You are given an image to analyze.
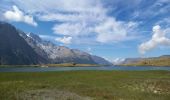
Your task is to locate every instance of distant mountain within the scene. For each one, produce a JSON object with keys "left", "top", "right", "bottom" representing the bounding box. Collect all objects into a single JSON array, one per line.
[
  {"left": 92, "top": 55, "right": 112, "bottom": 65},
  {"left": 121, "top": 55, "right": 170, "bottom": 66},
  {"left": 0, "top": 22, "right": 46, "bottom": 65},
  {"left": 15, "top": 22, "right": 111, "bottom": 65}
]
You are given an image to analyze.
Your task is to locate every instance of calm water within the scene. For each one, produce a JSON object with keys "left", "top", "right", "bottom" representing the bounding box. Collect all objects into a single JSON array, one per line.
[{"left": 0, "top": 66, "right": 170, "bottom": 72}]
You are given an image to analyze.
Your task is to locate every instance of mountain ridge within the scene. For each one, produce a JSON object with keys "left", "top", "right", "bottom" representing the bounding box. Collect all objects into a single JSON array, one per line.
[{"left": 0, "top": 22, "right": 111, "bottom": 65}]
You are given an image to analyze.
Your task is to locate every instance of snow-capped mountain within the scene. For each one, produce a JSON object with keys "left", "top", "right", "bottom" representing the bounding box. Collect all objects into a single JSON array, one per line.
[{"left": 19, "top": 31, "right": 111, "bottom": 65}]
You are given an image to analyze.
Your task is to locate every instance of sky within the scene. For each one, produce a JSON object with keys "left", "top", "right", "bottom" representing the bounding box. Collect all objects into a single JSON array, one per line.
[{"left": 0, "top": 0, "right": 170, "bottom": 61}]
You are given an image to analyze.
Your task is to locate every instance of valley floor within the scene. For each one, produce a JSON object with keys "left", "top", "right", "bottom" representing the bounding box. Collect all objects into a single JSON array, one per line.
[{"left": 0, "top": 71, "right": 170, "bottom": 100}]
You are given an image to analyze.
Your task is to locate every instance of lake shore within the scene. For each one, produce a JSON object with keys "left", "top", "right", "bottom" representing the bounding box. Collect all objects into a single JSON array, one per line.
[{"left": 0, "top": 71, "right": 170, "bottom": 100}]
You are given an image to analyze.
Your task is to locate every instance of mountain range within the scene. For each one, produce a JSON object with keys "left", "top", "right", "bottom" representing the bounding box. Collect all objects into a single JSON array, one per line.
[
  {"left": 118, "top": 55, "right": 170, "bottom": 66},
  {"left": 0, "top": 22, "right": 111, "bottom": 65}
]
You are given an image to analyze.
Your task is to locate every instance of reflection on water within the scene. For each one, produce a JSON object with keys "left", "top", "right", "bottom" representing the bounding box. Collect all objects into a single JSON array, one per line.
[{"left": 0, "top": 66, "right": 170, "bottom": 72}]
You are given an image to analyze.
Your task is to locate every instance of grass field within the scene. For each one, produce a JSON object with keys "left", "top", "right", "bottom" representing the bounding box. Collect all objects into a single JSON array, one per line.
[{"left": 0, "top": 71, "right": 170, "bottom": 100}]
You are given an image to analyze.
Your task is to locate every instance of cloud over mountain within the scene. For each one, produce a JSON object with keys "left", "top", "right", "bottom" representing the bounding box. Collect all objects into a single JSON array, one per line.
[
  {"left": 4, "top": 0, "right": 137, "bottom": 43},
  {"left": 4, "top": 5, "right": 37, "bottom": 26},
  {"left": 139, "top": 25, "right": 170, "bottom": 54}
]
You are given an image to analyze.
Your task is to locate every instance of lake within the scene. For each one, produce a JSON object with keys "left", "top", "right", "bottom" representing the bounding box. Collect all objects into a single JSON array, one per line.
[{"left": 0, "top": 66, "right": 170, "bottom": 72}]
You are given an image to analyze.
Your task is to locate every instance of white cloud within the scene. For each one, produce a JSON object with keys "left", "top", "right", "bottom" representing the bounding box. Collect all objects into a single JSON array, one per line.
[
  {"left": 139, "top": 25, "right": 170, "bottom": 54},
  {"left": 8, "top": 0, "right": 135, "bottom": 43},
  {"left": 55, "top": 36, "right": 72, "bottom": 44},
  {"left": 95, "top": 18, "right": 137, "bottom": 43},
  {"left": 113, "top": 58, "right": 125, "bottom": 65},
  {"left": 3, "top": 6, "right": 37, "bottom": 26}
]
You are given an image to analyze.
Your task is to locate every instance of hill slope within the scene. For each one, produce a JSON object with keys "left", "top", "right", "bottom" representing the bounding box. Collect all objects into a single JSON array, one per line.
[
  {"left": 0, "top": 22, "right": 45, "bottom": 65},
  {"left": 122, "top": 55, "right": 170, "bottom": 66}
]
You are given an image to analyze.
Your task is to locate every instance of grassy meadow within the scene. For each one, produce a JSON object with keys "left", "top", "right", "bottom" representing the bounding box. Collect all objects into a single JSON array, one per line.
[{"left": 0, "top": 71, "right": 170, "bottom": 100}]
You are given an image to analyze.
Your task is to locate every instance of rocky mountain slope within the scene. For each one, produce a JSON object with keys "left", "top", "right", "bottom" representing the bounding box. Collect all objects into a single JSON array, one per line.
[
  {"left": 0, "top": 22, "right": 46, "bottom": 65},
  {"left": 0, "top": 22, "right": 111, "bottom": 65},
  {"left": 121, "top": 55, "right": 170, "bottom": 66}
]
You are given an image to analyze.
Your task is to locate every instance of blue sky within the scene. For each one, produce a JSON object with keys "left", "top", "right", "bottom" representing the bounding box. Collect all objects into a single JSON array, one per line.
[{"left": 0, "top": 0, "right": 170, "bottom": 61}]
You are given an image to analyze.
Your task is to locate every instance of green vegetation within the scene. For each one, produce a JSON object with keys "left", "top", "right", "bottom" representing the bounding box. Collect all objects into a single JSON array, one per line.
[
  {"left": 0, "top": 71, "right": 170, "bottom": 100},
  {"left": 46, "top": 63, "right": 101, "bottom": 67},
  {"left": 123, "top": 57, "right": 170, "bottom": 67},
  {"left": 0, "top": 63, "right": 101, "bottom": 67}
]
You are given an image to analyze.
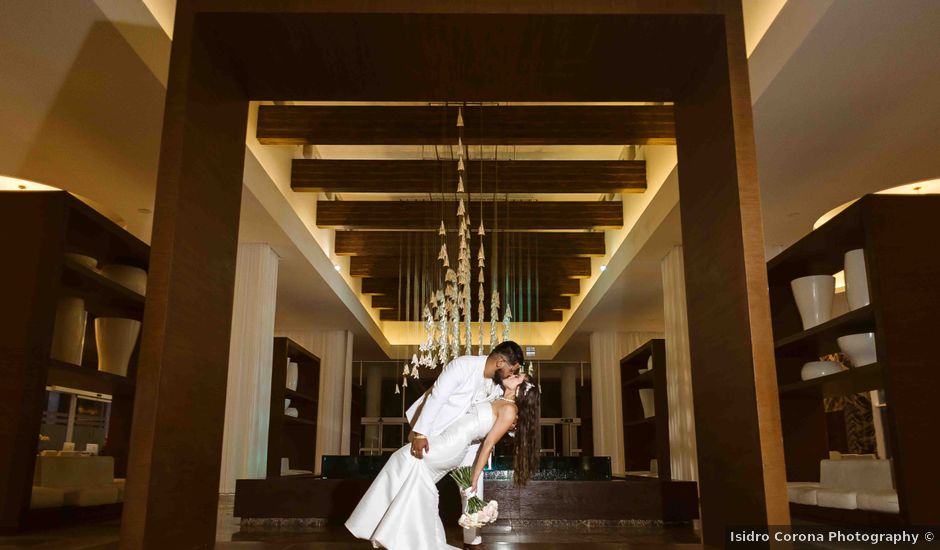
---*---
> SET TASK: Show every line above that contains the word "cloud", one per line, with no changes.

> ANSWER TO THE TASK:
Your task is to locate every instance of cloud over mountain within the scene. For each one, produce a JSON object with keys "left", "top", "right", "bottom" representing the bounding box. Collect all objects into a single JSON array, one per line.
Your task is to locate every instance of white cloud within the scene. For each one, produce a JSON object with keys "left", "top", "right", "bottom" representing the bounding box. Collect all objects into a single JSON array, one per line.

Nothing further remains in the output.